ACTION ITEM A
Express the rows, from their start through the line containing "rough mask: <svg", as a JSON list of strings with one string per line and no blank lines.

READING TEXT

+--

# Tiny Grey Type?



## Strange Magic (Sep 14, 2015)

Wondering what others think of this newish trend......

I note a current trend in web formatting and often in printed matter these days--the growing use of pale grey or pale blue type, often quite tiny, as the normal default for copy. I don't know for sure why this is happening but put it down, not to consumer demand, but rather to the follow-the-leader mentality of the herd to ape what they believe is The Design Latest Thing. Also, in so many cases, programmers/designers are constantly "improving" sites that were perfectly good to begin with, in order to justify being at their work stations. Perhaps they could devote their efforts to actually making sites more user-friendly and intuitive (as they tell us they are) by putting their "improvements" out there for serious review by a large and mixed test group--Is this better, worse, or just a waste of time, money, and user approval. As someone who worked for decades in the printing industry, I have seen these waves of cleverness come and go in print design, but to no useful end--people like type they can read and that melts away into unconsciousness so that the message itself is the key player and is not lost behind the self-importance of the typeface.


----------



## Forster (Apr 22, 2021)

Strange Magic said:


> Wondering what others think of this newish trend......
> 
> I note a current trend in web formatting and often in printed matter these days--the growing use of pale grey or pale blue type, often quite tiny, as the normal default for copy. I don't know for sure why this is happening but put it down, not to consumer demand, but rather to the follow-the-leader mentality of the herd to ape what they believe is The Design Latest Thing. Also, in so many cases, programmers/designers are constantly "improving" sites that were perfectly good to begin with, in order to justify being at their work stations. Perhaps they could devote their efforts to actually making sites more user-friendly and intuitive (as they tell us they are) by putting their "improvements" out there for serious review by a large and mixed test group--Is this better, worse, or just a waste of time, money, and user approval. As someone who worked for decades in the printing industry, I have seen these waves of cleverness come and go in print design, but to no useful end--people like type they can read and that melts away into unconsciousness so that the message itself is the key player and is not lost behind the self-importance of the typeface.


Well I've already changed to the dark mode because the light mode was difficult to see.


----------



## jegreenwood (Dec 25, 2015)

The instructions that came with my new Apple Pencil, although brief, almost defeated me. And I was using a lighted reading glass.


----------

+--

[Stored items from a collection]
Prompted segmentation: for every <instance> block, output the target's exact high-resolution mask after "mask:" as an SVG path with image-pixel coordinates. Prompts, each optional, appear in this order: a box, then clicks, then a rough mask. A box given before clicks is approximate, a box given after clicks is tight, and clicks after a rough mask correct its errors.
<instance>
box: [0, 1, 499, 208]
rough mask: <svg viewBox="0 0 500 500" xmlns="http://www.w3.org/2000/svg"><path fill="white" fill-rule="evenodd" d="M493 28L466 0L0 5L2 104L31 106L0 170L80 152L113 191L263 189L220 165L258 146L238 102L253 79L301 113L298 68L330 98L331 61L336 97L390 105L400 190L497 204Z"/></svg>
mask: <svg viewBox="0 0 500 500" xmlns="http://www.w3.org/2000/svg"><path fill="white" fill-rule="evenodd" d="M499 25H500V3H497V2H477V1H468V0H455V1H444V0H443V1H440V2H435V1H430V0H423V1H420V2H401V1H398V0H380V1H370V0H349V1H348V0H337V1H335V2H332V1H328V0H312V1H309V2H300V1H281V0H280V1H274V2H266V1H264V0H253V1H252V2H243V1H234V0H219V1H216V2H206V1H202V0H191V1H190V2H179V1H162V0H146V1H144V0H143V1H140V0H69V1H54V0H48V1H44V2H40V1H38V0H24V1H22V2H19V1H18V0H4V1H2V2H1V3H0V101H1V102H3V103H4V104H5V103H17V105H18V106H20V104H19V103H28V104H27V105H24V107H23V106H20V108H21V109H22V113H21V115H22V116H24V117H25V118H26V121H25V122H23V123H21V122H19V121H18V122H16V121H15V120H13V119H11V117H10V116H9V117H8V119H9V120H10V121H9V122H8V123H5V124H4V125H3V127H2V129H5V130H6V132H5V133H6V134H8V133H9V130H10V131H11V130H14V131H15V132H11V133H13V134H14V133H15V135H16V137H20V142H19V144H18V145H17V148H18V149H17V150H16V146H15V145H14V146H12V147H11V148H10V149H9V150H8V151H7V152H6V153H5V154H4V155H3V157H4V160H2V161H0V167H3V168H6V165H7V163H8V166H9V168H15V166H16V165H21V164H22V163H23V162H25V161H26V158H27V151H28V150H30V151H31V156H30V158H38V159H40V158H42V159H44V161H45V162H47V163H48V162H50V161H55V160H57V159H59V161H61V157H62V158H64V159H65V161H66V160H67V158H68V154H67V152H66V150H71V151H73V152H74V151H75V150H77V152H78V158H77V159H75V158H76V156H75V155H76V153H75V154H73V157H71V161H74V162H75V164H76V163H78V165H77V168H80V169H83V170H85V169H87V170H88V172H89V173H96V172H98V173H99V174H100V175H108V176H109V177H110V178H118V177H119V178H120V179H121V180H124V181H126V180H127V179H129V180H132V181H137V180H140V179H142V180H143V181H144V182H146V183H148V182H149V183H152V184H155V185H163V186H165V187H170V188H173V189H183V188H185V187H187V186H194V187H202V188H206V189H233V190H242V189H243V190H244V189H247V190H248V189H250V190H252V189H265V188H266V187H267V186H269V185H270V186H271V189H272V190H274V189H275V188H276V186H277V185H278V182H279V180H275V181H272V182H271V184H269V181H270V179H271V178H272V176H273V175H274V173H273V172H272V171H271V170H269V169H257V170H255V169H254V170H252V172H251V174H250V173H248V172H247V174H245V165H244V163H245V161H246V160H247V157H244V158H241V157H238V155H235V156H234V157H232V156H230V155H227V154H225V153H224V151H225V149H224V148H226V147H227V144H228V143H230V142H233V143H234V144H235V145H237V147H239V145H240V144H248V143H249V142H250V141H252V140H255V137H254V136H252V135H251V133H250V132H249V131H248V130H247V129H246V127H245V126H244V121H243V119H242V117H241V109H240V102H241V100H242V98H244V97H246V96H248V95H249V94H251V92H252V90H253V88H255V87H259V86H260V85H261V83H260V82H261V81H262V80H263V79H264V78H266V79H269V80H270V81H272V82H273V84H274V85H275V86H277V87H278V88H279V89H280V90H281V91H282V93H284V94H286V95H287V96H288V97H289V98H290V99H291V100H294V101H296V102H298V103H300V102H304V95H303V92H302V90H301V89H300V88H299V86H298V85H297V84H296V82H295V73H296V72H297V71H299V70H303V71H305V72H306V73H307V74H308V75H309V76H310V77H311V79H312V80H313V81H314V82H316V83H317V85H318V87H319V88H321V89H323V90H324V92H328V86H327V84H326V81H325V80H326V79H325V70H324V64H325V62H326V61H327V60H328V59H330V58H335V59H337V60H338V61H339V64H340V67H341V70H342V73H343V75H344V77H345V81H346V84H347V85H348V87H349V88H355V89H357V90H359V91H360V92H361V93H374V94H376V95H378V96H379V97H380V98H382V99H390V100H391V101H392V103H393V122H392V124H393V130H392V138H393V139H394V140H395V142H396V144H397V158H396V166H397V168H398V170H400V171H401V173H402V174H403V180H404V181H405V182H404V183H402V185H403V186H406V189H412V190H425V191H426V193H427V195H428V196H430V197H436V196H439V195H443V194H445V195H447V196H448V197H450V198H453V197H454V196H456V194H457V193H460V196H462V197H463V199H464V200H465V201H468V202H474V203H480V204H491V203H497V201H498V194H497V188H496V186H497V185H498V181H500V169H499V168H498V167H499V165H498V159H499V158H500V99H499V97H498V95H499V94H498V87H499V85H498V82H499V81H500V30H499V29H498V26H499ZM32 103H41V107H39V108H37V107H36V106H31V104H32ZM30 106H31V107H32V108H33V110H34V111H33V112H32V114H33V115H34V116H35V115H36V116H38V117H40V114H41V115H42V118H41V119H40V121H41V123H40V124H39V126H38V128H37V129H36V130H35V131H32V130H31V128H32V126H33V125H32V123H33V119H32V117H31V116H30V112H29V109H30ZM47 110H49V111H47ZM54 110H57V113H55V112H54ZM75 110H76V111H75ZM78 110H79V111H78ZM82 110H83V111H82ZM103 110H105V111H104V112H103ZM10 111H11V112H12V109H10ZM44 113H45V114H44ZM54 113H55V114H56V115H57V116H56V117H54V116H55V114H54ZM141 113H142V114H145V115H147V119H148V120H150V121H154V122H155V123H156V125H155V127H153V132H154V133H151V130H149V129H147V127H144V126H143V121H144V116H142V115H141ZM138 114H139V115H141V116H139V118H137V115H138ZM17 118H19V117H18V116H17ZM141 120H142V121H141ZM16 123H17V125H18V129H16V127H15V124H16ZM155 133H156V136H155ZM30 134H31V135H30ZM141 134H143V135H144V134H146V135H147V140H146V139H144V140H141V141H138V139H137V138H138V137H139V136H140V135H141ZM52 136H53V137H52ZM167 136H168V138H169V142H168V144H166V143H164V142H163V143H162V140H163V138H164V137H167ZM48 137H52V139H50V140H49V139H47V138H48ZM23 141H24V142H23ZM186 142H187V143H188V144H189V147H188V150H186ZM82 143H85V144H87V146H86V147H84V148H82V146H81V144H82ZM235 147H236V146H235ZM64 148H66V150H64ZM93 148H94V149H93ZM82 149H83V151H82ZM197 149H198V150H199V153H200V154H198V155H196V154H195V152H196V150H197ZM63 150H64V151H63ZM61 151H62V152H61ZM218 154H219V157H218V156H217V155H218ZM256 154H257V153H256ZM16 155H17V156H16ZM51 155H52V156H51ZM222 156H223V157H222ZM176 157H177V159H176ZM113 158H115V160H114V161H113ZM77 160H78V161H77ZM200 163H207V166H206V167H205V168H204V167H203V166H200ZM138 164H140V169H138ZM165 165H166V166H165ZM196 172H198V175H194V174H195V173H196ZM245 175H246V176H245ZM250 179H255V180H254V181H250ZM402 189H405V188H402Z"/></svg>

+--

ACTION ITEM B
In the forum thread about tiny grey type, which industry does the opening poster say they worked in for decades?

WRITTEN ANSWER A
[
  "Prompted segmentation: for every <instance> block, output the target's exact high-resolution mask after \"mask:\" as an SVG path with image-pixel coordinates. Prompts, each optional, appear in this order: a box, then clicks, then a rough mask. A box given before clicks is approximate, a box given after clicks is tight, and clicks after a rough mask correct its errors.",
  "<instance>",
  "box: [0, 1, 499, 208]",
  "rough mask: <svg viewBox=\"0 0 500 500\" xmlns=\"http://www.w3.org/2000/svg\"><path fill=\"white\" fill-rule=\"evenodd\" d=\"M493 28L466 0L0 5L2 104L31 106L0 170L80 152L113 191L263 189L220 165L258 146L238 102L253 79L301 113L298 68L330 98L331 61L336 97L390 105L400 190L497 204Z\"/></svg>"
]

WRITTEN ANSWER B
The printing industry.